### 提供された本文:

想像上の遊び相手、イマジナリープレイメイトについて、ファンタジーと現実 (認識と文化)という本に詳しく書かれていました。
イマジナリープレイメイト、あるいはイマジナリーコンパニオン(想像上の仲間)、イマジナリーフレンド(空想の友だち)という現象が、どれほど多様で広く見られるかについて理解できる、興味深い資料となっています。その内容を整理して紹介したいと思います。
扱う資料はp121-139,196-208です。
目次 ( 各項目までジャンプできます)
いろいろな調査
イマジナリープレイメイトについては、これまでにさまざまな調査が国内外でなされています。
(1)麻生による調査 (1986年、1991年)
著者の麻生武は、想像の遊び友達について自由記述式の調査を某女子大学で行いました。結果は、初等教育学科の154名中25名(16.2%)が、何らかの形で、かつてイマジナリープレイメイトを持っていました。その後61名を追加したところ、215名中37名(17.2%)となり、ほぼ似た数字でした。
(2)大塚たちによる調査 (1991年)
日本でのはじめての統計的調査は、大塚・佐藤・和田らによるものです。調査した18歳から24歳までの大学生1013名中91名(9.8%)、つまり女子の12.8%、男子の6.0%が、イマジナリープレイメイトを持ったことがあると言いました。出現時期の平均は7歳0ヶ月でした。しかし、ピークは二回にわかれており、5-6歳と、10歳とに多くなりました。
また学部によってイマジナリープレイメイトを持っていた率に違いがあり、体育学部が2.0%、理科系学部が6.1%、文化系学部が13.1%でした。
さらに、調査した学生の平均年齢は20.1歳でしたが、調査の時点でもイマジナリープレイメイトを持っている人が28名いました。これはイマジナリープレイメイトを持っていた91名のうち、約30%という高い割合です。
(3)ハーロックとバーシュタインによる調査 (1932年)
ハーロックとバーシュタインによる古い調査では、大学生701名のうち、女子の31%、男子の23%に、イマジナリープレイメイトの体験がありました。出現時期は女子は5-7歳、男子は7-9歳に多かったそうです。
そして、イマジナリープレイメイトを持っていた女子のうち1/4が、青年期までそれを持ち続けていたことも指摘しています。
(4)シェーファーによる調査 (1969)
シェーファーがニューヨークの大学生800人を対象とした調査によると、群によって13%-31%の発生率でイマジナリープレイメイトを持っていました。そして文学(作文や詩作)において、創造性の高い生徒は、そうでない生徒に比べて、イマジナリープレイメイトを持つ確率が高かったようです。
(5)ハリマンの調査 (1937年)
大学生の中にイマジナリープレイメイトを持っていた者が少なからずいたことを報告しています。しかしそのことが学生に害を及ぼしているようなケースはまったくなかったといいます。
(6)スペンセンの調査 (1934年)
スペンセンは、母親グループの中から、子どもがイマジナリープレイメイトを持っていた人を選び出し、そのような子ども40人と母親たちにインタビューしました。

### 提供データ:
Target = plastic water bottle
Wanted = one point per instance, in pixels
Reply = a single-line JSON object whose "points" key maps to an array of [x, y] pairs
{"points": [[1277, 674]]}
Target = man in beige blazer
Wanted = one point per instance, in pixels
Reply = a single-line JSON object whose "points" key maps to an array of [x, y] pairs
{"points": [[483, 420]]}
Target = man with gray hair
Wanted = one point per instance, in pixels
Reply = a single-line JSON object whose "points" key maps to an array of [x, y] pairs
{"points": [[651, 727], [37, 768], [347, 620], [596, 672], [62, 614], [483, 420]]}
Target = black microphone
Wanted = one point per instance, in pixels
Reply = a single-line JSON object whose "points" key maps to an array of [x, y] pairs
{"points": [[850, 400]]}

### 短い演習 1:
提供データの行をすべて、一字一句変えずにそのまま返してください。
### 短い演習 2:
イマジナリープレイメイトについての本文を、最後の文に続けて書き進めてください。

### 演習の出力 1:
Target = plastic water bottle
Wanted = one point per instance, in pixels
Reply = a single-line JSON object whose "points" key maps to an array of [x, y] pairs
{"points": [[1277, 674]]}
Target = man in beige blazer
Wanted = one point per instance, in pixels
Reply = a single-line JSON object whose "points" key maps to an array of [x, y] pairs
{"points": [[483, 420]]}
Target = man with gray hair
Wanted = one point per instance, in pixels
Reply = a single-line JSON object whose "points" key maps to an array of [x, y] pairs
{"points": [[651, 727], [37, 768], [347, 620], [596, 672], [62, 614], [483, 420]]}
Target = black microphone
Wanted = one point per instance, in pixels
Reply = a single-line JSON object whose "points" key maps to an array of [x, y] pairs
{"points": [[850, 400]]}

### 演習の出力 2:
そのうち37人が4歳の誕生日以前に、39人が5歳の誕生日以前に持つようになっていました。出現の中央値は2歳5ヶ月でした。このことは(3)の調査と食い違いますが、おそらく(3)は大学生になってからの調査だったので、幼児健忘症によって幼いころのことは忘れていたのです。
また母親が、「もう想像上の遊び友達」を持っていないと判断した子ども28人中22名(79%)が6歳の誕生日までに、イマジナリープレイメイトのことをオープンに話すのをやめていました。
(7)プレンティスの調査 (1978年)
プレンティスらは、4歳児20名、6歳児20名、8歳児20名に個別インタビューを行いました。ごっこで考えた友だちを持ったことがあるか尋ねると、それぞれ12,11,13名が「はい」と答えました。ところが、自分の子どもがイマジナリーコンパニオンを持っていることを知っていた親はたった29%でした。しかも子どもの答えと一致しているのは21%でした。子どもの2/3は親に気づかれないような形でイマジナリーコンパニオンを持っているようです。
また、一部に子どもが「いいえ」と答えているのに、親が「はい」と答える場合もあったことから、インタビュアーに対しても秘密にされたイマジナリーコンパニオンがいることがわかります。
(8)ナゲラの調査 (1969年)
ナゲラの調査では、イマジナリープレイメイトが最も頻繁に観察されるピークは、2歳半から3歳半の時期と、9歳半から10歳半にかけての時期の2回だとされています。しかし前者のほうがはるかに多いそうです。これは(3)や(6)の調査と補完しあう結果です。
(9)エームズとラーンドの調査 (1946年)
「子ども発達イエールクリニック」の210名の子どもに関する調査では、210名中41人(20%)がイマジナリーコンパニオンを持っており、おもに、二歳半から四歳半に観察され、三歳半がピークだとされています。
いろいろなイマジナリープレイメイト
イマジナリープレイメイトにはいろいろなタイプがあり、千差万別です。
前述の麻生武の調査で見られたイマジナリープレイメイトには次のようなものがありました。
髪の長い白いリボンの女の子
…心の中のもう一人の自分。いつもそばにいて、ねえねえ、あのね、と話しかけていた。姿は見え、声も聞こえた。向こうから自発的に場所を考えずに話しかけてきた。
トンデモネズミ
…中学のときのテレビ番組のキャラクターが、寂しく思っていた時期に出現するようになった。友だちにのけものにされていた間話し相手になってくれた。自分の都合のよいときだけに出現させることができた。自主性はなかった。
前述のエームズとラーンドらは、次のような例を報告しています。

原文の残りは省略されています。